Gather every line in the entries below that contains the string "pipe", and copy each such line without changes.

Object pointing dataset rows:
········

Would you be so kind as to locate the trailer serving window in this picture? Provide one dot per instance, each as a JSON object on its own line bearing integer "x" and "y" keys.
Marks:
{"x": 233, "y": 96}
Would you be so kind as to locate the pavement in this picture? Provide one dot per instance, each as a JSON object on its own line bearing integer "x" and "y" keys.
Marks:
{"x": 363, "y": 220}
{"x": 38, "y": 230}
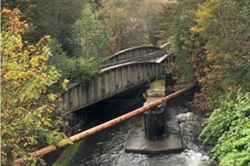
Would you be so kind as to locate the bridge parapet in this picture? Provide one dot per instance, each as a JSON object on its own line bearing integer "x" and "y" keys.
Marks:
{"x": 111, "y": 81}
{"x": 130, "y": 53}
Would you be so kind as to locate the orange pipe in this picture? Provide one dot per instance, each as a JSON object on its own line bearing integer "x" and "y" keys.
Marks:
{"x": 110, "y": 123}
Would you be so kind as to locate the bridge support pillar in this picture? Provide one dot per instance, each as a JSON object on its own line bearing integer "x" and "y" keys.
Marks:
{"x": 154, "y": 123}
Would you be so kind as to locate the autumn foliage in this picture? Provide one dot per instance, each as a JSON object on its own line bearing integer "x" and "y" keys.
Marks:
{"x": 31, "y": 115}
{"x": 211, "y": 42}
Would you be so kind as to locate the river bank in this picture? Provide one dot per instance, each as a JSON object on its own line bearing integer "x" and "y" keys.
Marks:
{"x": 107, "y": 146}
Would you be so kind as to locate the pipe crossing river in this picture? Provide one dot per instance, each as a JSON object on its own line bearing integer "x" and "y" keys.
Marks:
{"x": 106, "y": 148}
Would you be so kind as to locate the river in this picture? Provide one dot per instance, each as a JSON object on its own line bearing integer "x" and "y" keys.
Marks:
{"x": 106, "y": 148}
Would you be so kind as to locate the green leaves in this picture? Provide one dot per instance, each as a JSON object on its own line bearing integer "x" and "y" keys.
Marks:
{"x": 229, "y": 128}
{"x": 28, "y": 110}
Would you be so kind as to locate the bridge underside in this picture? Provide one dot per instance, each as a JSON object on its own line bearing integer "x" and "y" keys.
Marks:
{"x": 121, "y": 73}
{"x": 110, "y": 82}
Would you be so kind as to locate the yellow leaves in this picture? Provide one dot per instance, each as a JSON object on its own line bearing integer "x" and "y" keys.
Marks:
{"x": 26, "y": 105}
{"x": 65, "y": 83}
{"x": 52, "y": 97}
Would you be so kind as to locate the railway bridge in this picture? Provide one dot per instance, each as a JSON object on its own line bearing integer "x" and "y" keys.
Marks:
{"x": 118, "y": 73}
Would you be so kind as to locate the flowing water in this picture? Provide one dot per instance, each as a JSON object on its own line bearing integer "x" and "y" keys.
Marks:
{"x": 106, "y": 148}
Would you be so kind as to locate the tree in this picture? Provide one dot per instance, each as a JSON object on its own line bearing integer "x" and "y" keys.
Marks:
{"x": 87, "y": 33}
{"x": 31, "y": 115}
{"x": 227, "y": 49}
{"x": 123, "y": 28}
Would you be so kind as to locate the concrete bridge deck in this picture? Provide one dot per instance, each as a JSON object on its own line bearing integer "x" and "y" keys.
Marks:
{"x": 118, "y": 77}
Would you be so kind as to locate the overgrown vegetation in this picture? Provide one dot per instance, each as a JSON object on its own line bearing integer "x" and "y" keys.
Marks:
{"x": 210, "y": 39}
{"x": 67, "y": 39}
{"x": 229, "y": 129}
{"x": 31, "y": 115}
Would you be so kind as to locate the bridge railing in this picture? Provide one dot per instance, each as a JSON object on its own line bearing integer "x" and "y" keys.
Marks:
{"x": 130, "y": 53}
{"x": 111, "y": 81}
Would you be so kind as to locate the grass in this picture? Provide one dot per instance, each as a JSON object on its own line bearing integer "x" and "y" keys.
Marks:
{"x": 68, "y": 154}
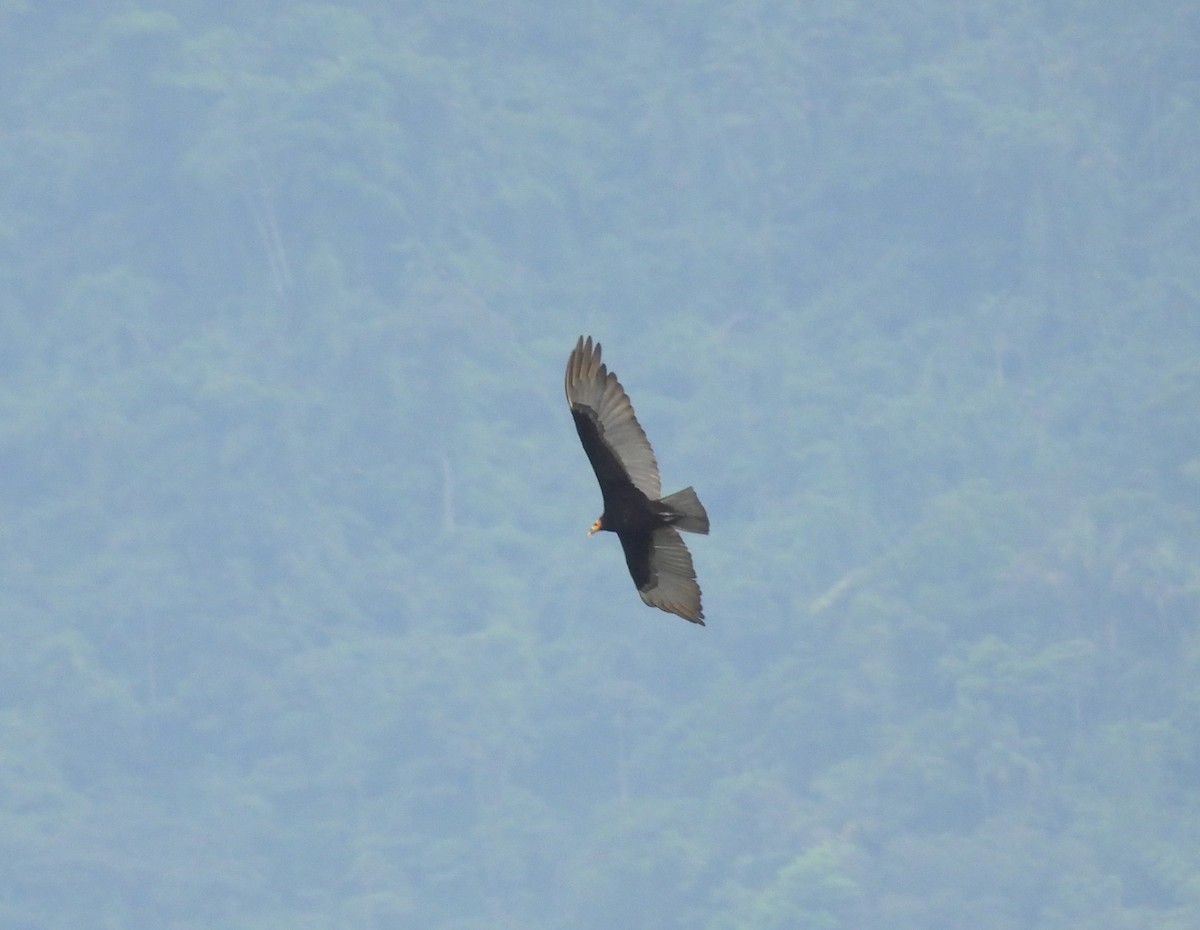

········

Expected answer:
Would you be so kind as to locate the orange pipe in this picture? Provide one dot per instance, each as a JSON object on its own line bearing integer "x" and "y" keys.
Would you be so kind as to locate the pipe crossing river in this picture? Provide one dot per instance, each as a JSON object on its own line bearing integer "x" and "y" keys.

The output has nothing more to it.